_DOCUMENT SEGMENT_.
Friday, October 15, 2004

Misunderstandings.

I gaze in amazement at how people that are able to pretend to be able to carry on with their lives, through fake smiles when everyone actually knows how much they’re suffering. It’s sick and despicable. Moreover, I’m ashamed to say that I might be one of them. Sigh. Things in life come one step at a time, I’ve a friend who believes very strongly in karma. It’s his claim to say that when he lost his girlfriend, he gained his car.

Now, he doesn’t want a girlfriend in fear of unbalancing his life, because he might end up losing his car or something as horrible as that. Like I was saying, things in life come one step at a time. If you’d like to achieve something, it’ll take little steps to get there. It doesn’t matter how widely you stride towards it, how many baby steps it took or even, the amount of time it might have taken to crawl towards it, things come into your life one by one. Even though sometimes it feels like you’re at a bottom of a cliff and everyone is throwing down huge boulders towards you and heck, you have no where to hide and just start counting your last moments.. you’ll begin to realize that some problems might actually be blessings in disguise.

Sometimes I’m quite bitter about not being able to be in the student council. I realize now, that God had something better stored in for me. It made me realize that it is actually a good thing that I’m not in the council because it gave me more time to spend studying and it gave me time to have lunch with friends I want to be with.

My best friend’s the head girl, that’s one position I would have wanted, I envy her. There is no doubt that I don’t because it is a very highly ranked leadership position. Though, I notice she’s been very tired lately, and she rarely has times to have lunch with me during the afternoons because of her student council meetings. I guess that’s one of the downfalls of me not being in the council, the fact that I don’t get to be there for her when she needs me when people tend (and they do) get out of hand during their briefings and meetings as such.

_ENTRIES_.
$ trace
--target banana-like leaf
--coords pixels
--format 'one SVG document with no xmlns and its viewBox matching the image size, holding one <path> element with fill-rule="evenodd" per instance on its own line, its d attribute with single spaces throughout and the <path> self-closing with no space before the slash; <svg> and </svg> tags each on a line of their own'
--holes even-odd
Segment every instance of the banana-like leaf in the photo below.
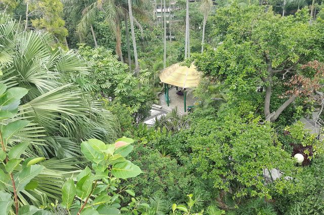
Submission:
<svg viewBox="0 0 324 215">
<path fill-rule="evenodd" d="M 62 205 L 69 209 L 73 203 L 75 196 L 76 190 L 74 181 L 72 179 L 68 179 L 62 188 Z"/>
<path fill-rule="evenodd" d="M 129 160 L 117 163 L 111 169 L 111 173 L 114 177 L 123 179 L 136 177 L 142 172 L 139 167 Z"/>
</svg>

_TO BE DONE_. Retype the stretch of the journal entry from "Now, he doesn’t" through "blessings in disguise.". Work only from the journal entry.

_EXERCISE SOLUTION_.
Now, he doesn’t want a girlfriend in fear of unbalancing his life, because he might end up losing his car or something as horrible as that. Like I was saying, things in life come one step at a time. If you’d like to achieve something, it’ll take little steps to get there. It doesn’t matter how widely you stride towards it, how many baby steps it took or even, the amount of time it might have taken to crawl towards it, things come into your life one by one. Even though sometimes it feels like you’re at a bottom of a cliff and everyone is throwing down huge boulders towards you and heck, you have no where to hide and just start counting your last moments.. you’ll begin to realize that some problems might actually be blessings in disguise.